- _Problem to solve_: Word for word, reproduce each of the entries.

(Extracted records)
• • •

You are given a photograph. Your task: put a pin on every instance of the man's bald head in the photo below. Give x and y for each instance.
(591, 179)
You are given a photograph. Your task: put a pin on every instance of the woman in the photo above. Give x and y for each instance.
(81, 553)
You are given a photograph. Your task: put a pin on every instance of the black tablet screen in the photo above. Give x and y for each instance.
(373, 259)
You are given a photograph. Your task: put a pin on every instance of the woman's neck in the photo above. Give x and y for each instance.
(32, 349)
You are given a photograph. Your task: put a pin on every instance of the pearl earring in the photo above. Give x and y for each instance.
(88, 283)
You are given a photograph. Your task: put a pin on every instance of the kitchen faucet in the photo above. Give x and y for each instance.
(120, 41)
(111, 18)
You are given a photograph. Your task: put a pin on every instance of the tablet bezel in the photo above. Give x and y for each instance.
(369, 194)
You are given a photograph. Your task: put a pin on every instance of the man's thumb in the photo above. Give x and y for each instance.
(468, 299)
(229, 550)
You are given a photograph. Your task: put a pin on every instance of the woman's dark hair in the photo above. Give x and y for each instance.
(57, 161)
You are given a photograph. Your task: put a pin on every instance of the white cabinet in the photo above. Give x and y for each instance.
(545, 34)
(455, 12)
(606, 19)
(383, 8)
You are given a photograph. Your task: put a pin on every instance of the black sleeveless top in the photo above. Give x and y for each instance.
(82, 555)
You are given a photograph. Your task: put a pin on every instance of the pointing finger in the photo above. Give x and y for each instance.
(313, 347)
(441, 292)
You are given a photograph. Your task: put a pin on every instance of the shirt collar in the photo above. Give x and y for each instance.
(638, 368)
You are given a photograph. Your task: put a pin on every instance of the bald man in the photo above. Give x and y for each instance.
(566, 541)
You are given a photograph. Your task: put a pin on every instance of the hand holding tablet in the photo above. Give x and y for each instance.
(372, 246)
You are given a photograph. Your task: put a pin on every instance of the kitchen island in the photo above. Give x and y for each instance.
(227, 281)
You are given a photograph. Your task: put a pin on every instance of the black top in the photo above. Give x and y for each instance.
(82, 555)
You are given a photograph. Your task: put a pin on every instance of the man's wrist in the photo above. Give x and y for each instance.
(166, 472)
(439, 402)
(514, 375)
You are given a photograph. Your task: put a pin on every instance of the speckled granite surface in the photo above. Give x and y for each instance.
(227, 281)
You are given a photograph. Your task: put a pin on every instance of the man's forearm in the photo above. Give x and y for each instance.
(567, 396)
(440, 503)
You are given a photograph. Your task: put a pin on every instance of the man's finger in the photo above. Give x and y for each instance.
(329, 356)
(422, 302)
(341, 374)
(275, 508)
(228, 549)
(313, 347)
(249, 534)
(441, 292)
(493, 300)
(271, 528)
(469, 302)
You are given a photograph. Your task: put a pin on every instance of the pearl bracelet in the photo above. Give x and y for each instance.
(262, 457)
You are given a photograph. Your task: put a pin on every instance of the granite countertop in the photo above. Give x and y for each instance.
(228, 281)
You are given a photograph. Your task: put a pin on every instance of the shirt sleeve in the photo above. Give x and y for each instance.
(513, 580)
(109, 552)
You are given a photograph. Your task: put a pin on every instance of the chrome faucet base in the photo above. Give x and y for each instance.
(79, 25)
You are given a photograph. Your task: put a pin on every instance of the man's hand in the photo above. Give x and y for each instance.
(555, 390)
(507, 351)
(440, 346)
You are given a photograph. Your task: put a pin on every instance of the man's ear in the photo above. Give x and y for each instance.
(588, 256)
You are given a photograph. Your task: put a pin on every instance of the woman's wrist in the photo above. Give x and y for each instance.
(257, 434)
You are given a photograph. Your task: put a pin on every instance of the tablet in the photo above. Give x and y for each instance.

• • •

- _Written answer_:
You are given a photograph. Your task: put a pin on every instance of the man's bald head in the photo below. Give x and y for each instance.
(591, 179)
You are given a photograph. Your task: put a pin on every instance of the woman in the photo above. Give x and y for each instance.
(81, 553)
You are given a photograph. Your task: put a pin on every instance of the black tablet screen in the photo above. Give x and y for each instance.
(373, 259)
You are given a photograph. Your task: put a pin on every instance of the woman's neck in the photo above. Give x and y for each instance.
(32, 349)
You are given a photograph. Your task: put a pin on every instance of the pearl earring in the photo above. Give x and y for each instance.
(88, 283)
You are given a photograph. Your task: put a pin on every instance of the kitchen faucet in the photo above. Give x and y for each instance.
(120, 41)
(111, 18)
You are given a photograph. Your task: put a pin on every instance of the tablet bezel in the photo above. Give x and y for each instance.
(369, 194)
You are given a photograph. Your task: put a pin on every instance of the man's thumb in the photo above. Give x and y for each instance.
(468, 299)
(229, 550)
You are given a photograph. Your task: put a pin on every instance of the woman's dark hair in the photo above. Give x and y for each instance.
(57, 161)
You are given a photograph. Your task: put a pin on every instance of the white cabinet in the photo above. Give x and y for each instance.
(545, 34)
(455, 12)
(606, 19)
(383, 8)
You are given a photograph. Your task: put a pin on every instance of the black sleeveless top in the photo above. Give x and y for each instance.
(82, 555)
You are given a photograph. Your task: put a pin on every instance of the pointing finger in the photo above. Give x and y for each instance.
(313, 347)
(441, 292)
You are given a photograph. Your task: put a pin on every instance of the shirt collar in the photo above. Give x and y for each instance.
(638, 368)
You are given a photograph. Your task: put a pin on every instance of the bald man in the photo above. Give x and y for each instance.
(566, 541)
You are given a photograph. Your task: put a pin on every instance of the hand holding tablet in the photo above. Give x and y for each instance.
(372, 246)
You are given a photograph. Your task: put a pin on every instance of the kitchen island in the photo above. Give x and y for each instance.
(227, 281)
You are given a photograph. Your task: put a pin on every instance of the black top in the photo above. Give x and y for each instance.
(82, 555)
You are given a photograph. Your task: put a pin on every instance of the man's wrist in the photo above. Give x and y for each instance.
(166, 472)
(439, 402)
(514, 375)
You are given a photograph. Your task: put a pin on every instance of the speckled granite surface in the photo above. Give x and y for each instance.
(227, 281)
You are given a photograph. Your task: put a pin on every instance of the man's forearm in the photo above. Give x and y for each instance.
(567, 396)
(440, 503)
You are given a photograph. Your task: put a pin on every instance of the man's finger in the photo above. Give x and y for each instance.
(329, 356)
(422, 302)
(341, 374)
(275, 508)
(228, 549)
(313, 347)
(249, 534)
(441, 292)
(493, 300)
(271, 528)
(469, 302)
You are given a photograph. Your task: put a pin on every instance of the pearl bracelet in the photo above. Give x and y for each instance.
(262, 457)
You are given a photograph. Your task: put a pin on every instance of the granite countertop in the photo above. Give x and y for each instance.
(228, 281)
You are given a photograph. Your task: put a pin on every instance of the shirt sleeve in the photo above. Give x and y for each instance.
(513, 580)
(109, 552)
You are given a photograph. Your task: put a pin on every instance of the chrome faucet base in the photo above. Give x and y for each instance.
(79, 25)
You are given a photograph. Your task: put a pin on every instance of the man's hand in the photo above. Give x and y for each instance.
(555, 390)
(507, 351)
(440, 346)
You are given a photograph. Your task: put a pin on every instance of the man's ear in the photo above. Give x and y for each instance.
(588, 256)
You are given a photograph. Your task: put a pin on every instance of the woman's wrist in the photo above. Give x and y for each instance.
(257, 434)
You are given a photograph. Your task: put a pin on every instance of the tablet in the photo above. Give x and y for each instance.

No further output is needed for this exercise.